----- Excerpted passage
Yet I can’t help feeling that the film fails its star. The characters take pleasure in Balthazar’s maltreatment, whipping him, driving him, tying lit newspapers to his tail, a gauntlet of punishment that the film itself enacts upon the very real donkey at the center of the frame. Balthazar is only ever considered as the sum total of everything impressed upon him, defined by his ability to withstand, to submit to the characters—and to the filmmaker. But what is he, beyond what has been done to him? There is something religious in the idea that truth might be attained through suffering, that to be meek is to be close to God, and certainly Bresson’s Catholicism inflects his entire body of work. Yet where does that leave the humble donkey? Where does his suffering lead? Christ’s crucifixion is the price paid for resurrection; Balthazar’s lonely death redeems no one. As to how he might actually experience such things—what it might mean for Balthazar to be Balthazar—this is beyond Bresson’s ambit.

Skolimowski and his co-writer (and wife) Ewa Piaskowska paint on a larger canvas. Like Agnès Varda’s Vagabond, their story takes long detours, pausing for local color as the narrative travels from Wroclaw to the Polish wilderness, then on across the alps to Sicily. A large cast of unnamed supporting characters drift through the film, drawing our eye to the workings of a horse farm, the drama of local soccer clubs, the labor of a truck driver, and the melodramatic love affair between Isabelle Huppert (in a disorienting cameo as “The Countess”) and her stepson, who brings Eo home. Characters do not cross over from one episode to the next. Only Eo connects them.

Because, for all its human marginalia, EO is really a film about what it might be like to be Eo. Where Bresson is pared-back, Skolimowski is exuberant, experimenting with color filters, drone shots, handheld cameras, intimate sound design, and a kind of digital step-printing effect to evoke an entire sensory world, from the shrill terror of a horse’s whinny to the rough tenderness of Kassandra’s fingers as they run through Eo’s fur. He frequently frames Eo’s face in shallow-focus shots that compel the viewer to take in the donkey’s body language, the way his nostrils flare, ears swivel, and cheeks shiver in response to the events around him. Bresson is compelled by the donkey’s steadfastness; Skolimowski conveys his sentience.
----------
_Exercise set_:
• a. Summarize the film passage in two sentences.
• b. Answer these questions from the film passage, one per line:
(i) Whose Catholicism inflects his entire body of work?
(ii) Who co-wrote EO with Skolimowski?
(iii) Under what name does Isabelle Huppert appear in her cameo?
• c. Reproduce the section of the film passage that begins at the words "Skolimowski and his" and ends after "Eo connects them.".
The entries below are not needed for any of this work.
----- Provided material
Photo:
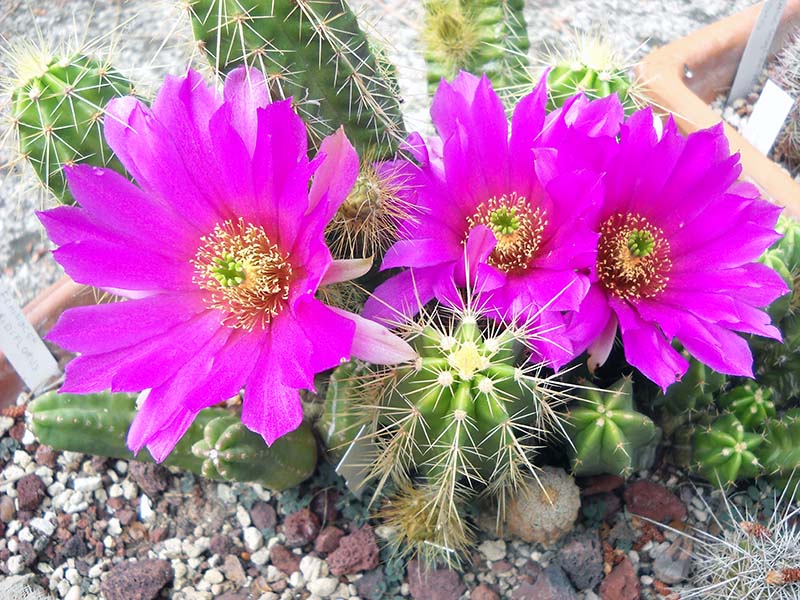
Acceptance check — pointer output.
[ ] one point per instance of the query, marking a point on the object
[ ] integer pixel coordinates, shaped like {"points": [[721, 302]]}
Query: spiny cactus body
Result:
{"points": [[313, 51], [479, 36], [216, 445], [724, 452], [57, 108], [607, 434]]}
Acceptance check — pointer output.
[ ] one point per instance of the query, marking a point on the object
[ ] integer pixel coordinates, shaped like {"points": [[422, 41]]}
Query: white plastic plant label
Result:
{"points": [[757, 49], [768, 117], [22, 345]]}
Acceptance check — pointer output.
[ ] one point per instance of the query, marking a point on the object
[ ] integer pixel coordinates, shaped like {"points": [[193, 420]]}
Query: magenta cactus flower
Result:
{"points": [[219, 249], [675, 259], [514, 212]]}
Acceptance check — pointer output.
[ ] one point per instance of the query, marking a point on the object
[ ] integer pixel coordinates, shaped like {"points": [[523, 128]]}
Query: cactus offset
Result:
{"points": [[216, 445], [479, 36], [724, 452], [314, 51], [607, 434], [57, 107]]}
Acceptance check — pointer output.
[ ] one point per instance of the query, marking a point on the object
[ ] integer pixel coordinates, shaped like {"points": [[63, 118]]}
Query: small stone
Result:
{"points": [[493, 549], [328, 539], [654, 501], [323, 587], [300, 528], [283, 559], [30, 491], [581, 557], [356, 552], [263, 515], [484, 592], [140, 580], [253, 540], [435, 584], [621, 584], [152, 479]]}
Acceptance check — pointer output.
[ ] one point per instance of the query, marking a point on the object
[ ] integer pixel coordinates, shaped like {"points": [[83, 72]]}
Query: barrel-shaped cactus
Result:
{"points": [[724, 452], [479, 36], [57, 107], [216, 445], [313, 51], [606, 432]]}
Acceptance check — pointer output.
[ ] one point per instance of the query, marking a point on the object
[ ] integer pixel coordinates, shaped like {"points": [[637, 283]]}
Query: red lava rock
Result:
{"points": [[263, 515], [356, 552], [30, 491], [141, 580], [328, 539], [151, 478], [654, 501], [484, 592], [436, 584], [46, 456], [300, 528], [621, 584], [282, 557]]}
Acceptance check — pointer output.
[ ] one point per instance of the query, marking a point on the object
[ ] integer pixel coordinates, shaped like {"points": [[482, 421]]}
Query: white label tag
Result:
{"points": [[757, 49], [21, 344], [768, 117]]}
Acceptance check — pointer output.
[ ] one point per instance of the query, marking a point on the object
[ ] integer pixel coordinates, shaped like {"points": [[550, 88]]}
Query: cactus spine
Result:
{"points": [[479, 36], [216, 445], [57, 108], [314, 51], [607, 434]]}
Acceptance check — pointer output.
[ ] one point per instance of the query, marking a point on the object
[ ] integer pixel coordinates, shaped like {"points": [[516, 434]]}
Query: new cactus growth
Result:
{"points": [[216, 445], [313, 51], [57, 107], [724, 452], [479, 36], [606, 432], [591, 66]]}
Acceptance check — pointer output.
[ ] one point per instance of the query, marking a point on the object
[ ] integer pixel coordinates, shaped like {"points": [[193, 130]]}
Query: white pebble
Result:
{"points": [[323, 587], [253, 540], [87, 484]]}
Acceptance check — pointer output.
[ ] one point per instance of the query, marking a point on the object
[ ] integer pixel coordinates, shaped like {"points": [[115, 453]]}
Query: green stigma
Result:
{"points": [[641, 242], [228, 271], [504, 220]]}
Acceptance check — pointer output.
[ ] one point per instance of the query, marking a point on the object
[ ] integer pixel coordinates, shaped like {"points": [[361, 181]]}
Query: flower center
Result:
{"points": [[246, 274], [632, 257], [516, 226]]}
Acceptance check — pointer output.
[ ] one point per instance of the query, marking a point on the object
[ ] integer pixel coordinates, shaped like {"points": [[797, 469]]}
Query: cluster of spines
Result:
{"points": [[57, 108], [217, 445], [479, 36], [313, 51]]}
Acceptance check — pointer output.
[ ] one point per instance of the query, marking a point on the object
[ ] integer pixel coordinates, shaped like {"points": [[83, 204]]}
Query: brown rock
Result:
{"points": [[356, 552], [141, 580], [328, 539], [282, 557], [436, 584], [621, 584], [484, 592], [30, 491], [300, 528], [654, 501]]}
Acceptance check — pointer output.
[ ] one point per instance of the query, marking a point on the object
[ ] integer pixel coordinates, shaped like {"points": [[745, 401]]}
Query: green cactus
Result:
{"points": [[751, 404], [216, 445], [724, 452], [590, 66], [479, 36], [57, 107], [780, 452], [607, 434], [314, 51]]}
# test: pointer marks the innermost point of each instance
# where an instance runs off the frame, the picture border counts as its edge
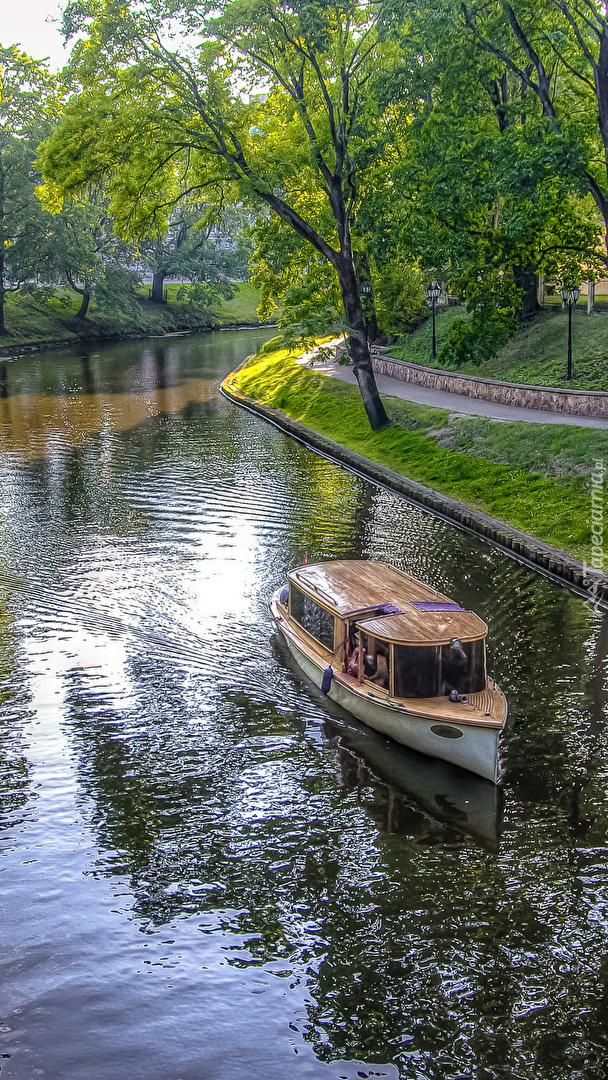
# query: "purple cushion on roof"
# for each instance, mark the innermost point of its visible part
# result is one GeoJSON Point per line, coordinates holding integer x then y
{"type": "Point", "coordinates": [435, 606]}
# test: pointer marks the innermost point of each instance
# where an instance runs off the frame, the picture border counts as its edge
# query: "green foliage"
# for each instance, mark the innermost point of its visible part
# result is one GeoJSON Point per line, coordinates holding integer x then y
{"type": "Point", "coordinates": [491, 304]}
{"type": "Point", "coordinates": [27, 103]}
{"type": "Point", "coordinates": [400, 297]}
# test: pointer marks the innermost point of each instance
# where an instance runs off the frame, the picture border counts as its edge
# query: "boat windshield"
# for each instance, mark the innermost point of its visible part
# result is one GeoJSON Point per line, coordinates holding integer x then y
{"type": "Point", "coordinates": [434, 671]}
{"type": "Point", "coordinates": [312, 617]}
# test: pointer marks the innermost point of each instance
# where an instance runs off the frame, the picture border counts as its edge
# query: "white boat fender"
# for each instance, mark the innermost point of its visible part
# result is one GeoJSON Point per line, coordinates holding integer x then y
{"type": "Point", "coordinates": [326, 680]}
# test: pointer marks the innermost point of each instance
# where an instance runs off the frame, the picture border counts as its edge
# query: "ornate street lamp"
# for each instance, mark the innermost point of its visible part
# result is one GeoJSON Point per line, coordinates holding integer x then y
{"type": "Point", "coordinates": [433, 293]}
{"type": "Point", "coordinates": [570, 296]}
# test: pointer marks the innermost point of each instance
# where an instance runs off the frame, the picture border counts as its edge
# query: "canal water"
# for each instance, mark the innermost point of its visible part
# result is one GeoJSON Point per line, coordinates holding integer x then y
{"type": "Point", "coordinates": [207, 871]}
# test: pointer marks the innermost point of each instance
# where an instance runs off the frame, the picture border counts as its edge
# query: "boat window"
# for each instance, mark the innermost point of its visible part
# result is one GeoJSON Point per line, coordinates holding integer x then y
{"type": "Point", "coordinates": [430, 671]}
{"type": "Point", "coordinates": [314, 619]}
{"type": "Point", "coordinates": [377, 661]}
{"type": "Point", "coordinates": [417, 671]}
{"type": "Point", "coordinates": [463, 667]}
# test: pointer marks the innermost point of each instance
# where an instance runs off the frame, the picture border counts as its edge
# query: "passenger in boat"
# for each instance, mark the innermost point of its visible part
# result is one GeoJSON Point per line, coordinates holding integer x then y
{"type": "Point", "coordinates": [381, 667]}
{"type": "Point", "coordinates": [353, 664]}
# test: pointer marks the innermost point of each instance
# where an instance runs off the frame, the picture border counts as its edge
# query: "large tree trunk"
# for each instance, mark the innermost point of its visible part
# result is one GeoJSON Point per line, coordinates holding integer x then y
{"type": "Point", "coordinates": [158, 282]}
{"type": "Point", "coordinates": [357, 346]}
{"type": "Point", "coordinates": [527, 282]}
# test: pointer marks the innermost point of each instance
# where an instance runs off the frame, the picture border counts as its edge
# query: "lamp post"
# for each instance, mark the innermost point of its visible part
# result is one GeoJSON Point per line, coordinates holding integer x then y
{"type": "Point", "coordinates": [570, 296]}
{"type": "Point", "coordinates": [433, 293]}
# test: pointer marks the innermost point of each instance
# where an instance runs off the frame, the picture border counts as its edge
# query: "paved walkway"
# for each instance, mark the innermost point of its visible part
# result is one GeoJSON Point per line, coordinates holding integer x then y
{"type": "Point", "coordinates": [460, 403]}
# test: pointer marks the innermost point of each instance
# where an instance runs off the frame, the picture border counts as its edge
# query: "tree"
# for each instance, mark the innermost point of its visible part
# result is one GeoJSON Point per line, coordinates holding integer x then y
{"type": "Point", "coordinates": [186, 250]}
{"type": "Point", "coordinates": [487, 191]}
{"type": "Point", "coordinates": [89, 256]}
{"type": "Point", "coordinates": [26, 102]}
{"type": "Point", "coordinates": [274, 102]}
{"type": "Point", "coordinates": [558, 50]}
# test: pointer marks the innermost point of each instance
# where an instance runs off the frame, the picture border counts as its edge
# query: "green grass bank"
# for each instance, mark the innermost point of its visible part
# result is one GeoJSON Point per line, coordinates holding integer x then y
{"type": "Point", "coordinates": [536, 354]}
{"type": "Point", "coordinates": [46, 316]}
{"type": "Point", "coordinates": [534, 477]}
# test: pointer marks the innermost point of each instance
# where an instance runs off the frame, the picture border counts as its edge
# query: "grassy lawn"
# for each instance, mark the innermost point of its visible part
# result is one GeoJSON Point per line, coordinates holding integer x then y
{"type": "Point", "coordinates": [531, 476]}
{"type": "Point", "coordinates": [46, 315]}
{"type": "Point", "coordinates": [536, 354]}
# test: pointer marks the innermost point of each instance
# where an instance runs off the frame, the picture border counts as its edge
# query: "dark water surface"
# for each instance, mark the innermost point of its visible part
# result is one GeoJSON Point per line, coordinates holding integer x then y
{"type": "Point", "coordinates": [205, 873]}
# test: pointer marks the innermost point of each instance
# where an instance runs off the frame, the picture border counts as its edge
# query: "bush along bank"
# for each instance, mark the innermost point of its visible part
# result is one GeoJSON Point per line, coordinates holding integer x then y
{"type": "Point", "coordinates": [526, 487]}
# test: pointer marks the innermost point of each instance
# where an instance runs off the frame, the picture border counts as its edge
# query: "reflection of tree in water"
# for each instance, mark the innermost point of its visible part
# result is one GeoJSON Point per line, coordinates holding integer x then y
{"type": "Point", "coordinates": [441, 955]}
{"type": "Point", "coordinates": [15, 770]}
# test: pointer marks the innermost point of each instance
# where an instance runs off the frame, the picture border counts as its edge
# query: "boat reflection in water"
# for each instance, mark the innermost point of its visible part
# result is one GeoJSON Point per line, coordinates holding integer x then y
{"type": "Point", "coordinates": [424, 797]}
{"type": "Point", "coordinates": [446, 794]}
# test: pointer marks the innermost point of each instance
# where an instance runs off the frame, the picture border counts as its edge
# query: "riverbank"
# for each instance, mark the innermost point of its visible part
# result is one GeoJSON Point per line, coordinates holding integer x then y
{"type": "Point", "coordinates": [38, 320]}
{"type": "Point", "coordinates": [527, 488]}
{"type": "Point", "coordinates": [536, 354]}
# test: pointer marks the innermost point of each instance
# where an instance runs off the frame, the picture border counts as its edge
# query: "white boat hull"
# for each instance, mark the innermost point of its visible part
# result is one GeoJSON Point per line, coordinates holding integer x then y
{"type": "Point", "coordinates": [472, 747]}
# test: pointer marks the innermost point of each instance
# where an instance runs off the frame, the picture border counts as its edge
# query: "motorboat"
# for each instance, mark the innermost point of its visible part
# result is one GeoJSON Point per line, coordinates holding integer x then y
{"type": "Point", "coordinates": [397, 655]}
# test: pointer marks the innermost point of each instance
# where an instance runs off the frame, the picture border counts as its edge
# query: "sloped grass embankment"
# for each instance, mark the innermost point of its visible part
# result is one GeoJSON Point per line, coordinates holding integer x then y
{"type": "Point", "coordinates": [535, 477]}
{"type": "Point", "coordinates": [536, 354]}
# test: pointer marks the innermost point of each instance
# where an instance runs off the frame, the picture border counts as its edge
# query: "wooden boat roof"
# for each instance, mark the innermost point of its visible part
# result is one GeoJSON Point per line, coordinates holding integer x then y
{"type": "Point", "coordinates": [414, 626]}
{"type": "Point", "coordinates": [351, 586]}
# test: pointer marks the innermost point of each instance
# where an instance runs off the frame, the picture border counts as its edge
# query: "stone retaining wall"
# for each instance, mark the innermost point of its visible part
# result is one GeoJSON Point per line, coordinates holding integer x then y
{"type": "Point", "coordinates": [549, 399]}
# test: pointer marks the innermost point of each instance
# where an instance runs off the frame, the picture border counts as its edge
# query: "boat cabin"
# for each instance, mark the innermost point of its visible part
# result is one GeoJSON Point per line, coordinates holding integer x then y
{"type": "Point", "coordinates": [384, 628]}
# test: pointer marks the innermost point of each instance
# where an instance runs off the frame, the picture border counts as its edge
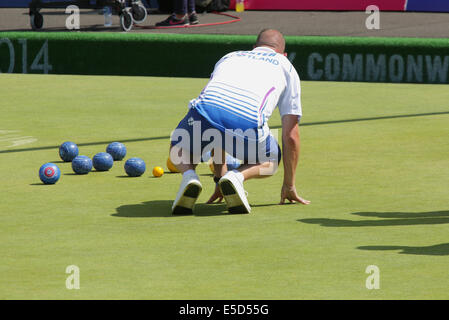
----------
_The solutions_:
• a. The passage argues that Bresson's film fails its donkey star by defining Balthazar only by what is done to him, and that his lonely death redeems no one. Skolimowski's EO, by contrast, is an exuberant, episodic film about what it might be like to be Eo, and it conveys the donkey's sentience.

• b.
(i) Bresson's
(ii) Ewa Piaskowska
(iii) "The Countess"

• c.
Skolimowski and his co-writer (and wife) Ewa Piaskowska paint on a larger canvas. Like Agnès Varda’s Vagabond, their story takes long detours, pausing for local color as the narrative travels from Wroclaw to the Polish wilderness, then on across the alps to Sicily. A large cast of unnamed supporting characters drift through the film, drawing our eye to the workings of a horse farm, the drama of local soccer clubs, the labor of a truck driver, and the melodramatic love affair between Isabelle Huppert (in a disorienting cameo as “The Countess”) and her stepson, who brings Eo home. Characters do not cross over from one episode to the next. Only Eo connects them.